#### Текст
______________________________
Напротив, пребывание Листа у нас оставило навсегда в нем самом неизгладимые воспоминания. Из них главное относилось к Глинке, которого гений он оценил и понял сразу. Еще в первый свой приезд, в 1842 году, Лист узнал и оценил обе оперы Глинки. „Жизнь за царя“ была ему так хорошо известна, что в пятом своем концерте он экспромтом долго импровизировал на темы этой оперы и привел всю публику в неописанный восторг; „Руслана“ же сразу понял, по рукописи, так глубоко и художественно, что сам Глинка говорит: „Лист верно чувствовал все замечательные места“. Поэтому-то можно себе вообразить, как Лист должен был быть поражен странным отношением русской публики и русского общества к великому, гениальному музыканту. „Забыт почти всеми!“ – говорит сам Глинка. Каково это! С каким презрением и жалостью должен был тогда смотреть на всех наших Лист, эта не только что высокая, светлая, но и благороднейшая душа, эта великолепная интеллигенция. Спустя целых 40 лет Лист не мог забыть того, что видел и слышал относительно Глинки, в 1843 году, в Петербурге, и в письме к графине Аржанто от 24 октября 1884 года он писал: „Помню одно поразительное слово, сказанное мне великим князем Михаилом Павловичем: „Когда мне надо сажать моих офицеров под арест, я посылаю их на представления опер Глинки“.
______________________________
#### Исходные данные
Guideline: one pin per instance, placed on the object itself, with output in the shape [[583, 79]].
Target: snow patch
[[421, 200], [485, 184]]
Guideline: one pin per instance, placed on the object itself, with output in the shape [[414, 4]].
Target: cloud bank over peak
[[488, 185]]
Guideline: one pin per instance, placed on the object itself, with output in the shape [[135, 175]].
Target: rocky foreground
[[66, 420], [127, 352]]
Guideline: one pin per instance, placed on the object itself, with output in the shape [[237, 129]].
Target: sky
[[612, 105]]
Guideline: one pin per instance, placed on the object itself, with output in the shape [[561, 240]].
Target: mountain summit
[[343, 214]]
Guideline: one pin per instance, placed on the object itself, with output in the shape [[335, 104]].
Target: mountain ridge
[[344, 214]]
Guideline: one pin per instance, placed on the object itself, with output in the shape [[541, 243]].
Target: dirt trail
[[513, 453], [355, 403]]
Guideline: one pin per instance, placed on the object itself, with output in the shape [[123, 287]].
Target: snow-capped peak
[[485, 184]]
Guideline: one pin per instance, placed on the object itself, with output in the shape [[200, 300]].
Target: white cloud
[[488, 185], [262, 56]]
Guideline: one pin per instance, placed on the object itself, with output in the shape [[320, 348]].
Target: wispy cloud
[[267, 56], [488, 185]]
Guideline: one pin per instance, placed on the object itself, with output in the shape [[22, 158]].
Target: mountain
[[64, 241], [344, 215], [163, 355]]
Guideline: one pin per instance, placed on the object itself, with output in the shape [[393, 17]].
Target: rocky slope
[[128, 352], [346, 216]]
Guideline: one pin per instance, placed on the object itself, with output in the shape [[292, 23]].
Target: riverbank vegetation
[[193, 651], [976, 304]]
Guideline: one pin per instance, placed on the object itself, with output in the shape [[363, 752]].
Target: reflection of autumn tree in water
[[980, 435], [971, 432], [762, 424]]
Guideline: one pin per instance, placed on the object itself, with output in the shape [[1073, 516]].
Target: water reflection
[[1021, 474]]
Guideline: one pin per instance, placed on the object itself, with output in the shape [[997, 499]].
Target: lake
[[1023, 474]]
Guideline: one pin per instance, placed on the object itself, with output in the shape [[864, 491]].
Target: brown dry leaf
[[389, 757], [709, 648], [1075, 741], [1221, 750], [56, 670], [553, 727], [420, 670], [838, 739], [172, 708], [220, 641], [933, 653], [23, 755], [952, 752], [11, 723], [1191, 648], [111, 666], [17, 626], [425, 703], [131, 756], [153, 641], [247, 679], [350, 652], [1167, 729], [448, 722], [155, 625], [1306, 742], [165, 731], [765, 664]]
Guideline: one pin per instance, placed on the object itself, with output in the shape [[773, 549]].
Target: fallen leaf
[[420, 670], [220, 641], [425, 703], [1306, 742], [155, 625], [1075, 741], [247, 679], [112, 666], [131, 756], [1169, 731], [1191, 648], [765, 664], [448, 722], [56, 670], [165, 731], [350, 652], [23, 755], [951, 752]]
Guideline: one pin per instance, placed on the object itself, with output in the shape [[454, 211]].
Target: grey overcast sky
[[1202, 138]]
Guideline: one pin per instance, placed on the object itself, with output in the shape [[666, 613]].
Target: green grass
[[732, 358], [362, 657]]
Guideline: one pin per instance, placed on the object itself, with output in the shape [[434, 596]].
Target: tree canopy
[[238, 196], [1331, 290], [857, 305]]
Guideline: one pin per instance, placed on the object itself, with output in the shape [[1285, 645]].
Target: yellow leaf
______________________________
#### Задания для выполнения
#1 Кому, согласно тексту о Листе и Глинке, Лист адресовал письмо от 24 октября 1884 года?
#2 Продолжите текст о Листе и Глинке после его последнего предложения.
Записи — это отдельный материал.

#### Ответы по заданиям
#1 Графине Аржанто.

#2
Как Лист должен был, вероятно, много раз повторять про себя, глядя на публику: „Бедные! не в коня корм!“. И потом он играл всей этой малотолковой толпе какую-нибудь шикарную дребедень, блистая ею в глаза, как дикарю блестками и стекляшками. И обо всех-то европейских публиках Лист думал очень не высоко (примеры в его письмах налицо), но что он, должно быть, думал про нашу, русскую-то?! Значит, он в одиночку продолжал ценить Глинку, и в продолжение целых 43 лет потом, т. е. до самого своего конца, он никогда не забывал этого человека и никогда не переставал высоко ставить его в своем понятии: мы встретимся ниже со многими тому доказательствами. Но, кроме того, заметим, что с самого первого своего приезда к нам у Листа завязались прочные отношения с русскою музыкальною школою, которые не только никогда уже более не прекращались, но становились, до самого последнего дня его жизни, все только шире, глубже и сердечнее.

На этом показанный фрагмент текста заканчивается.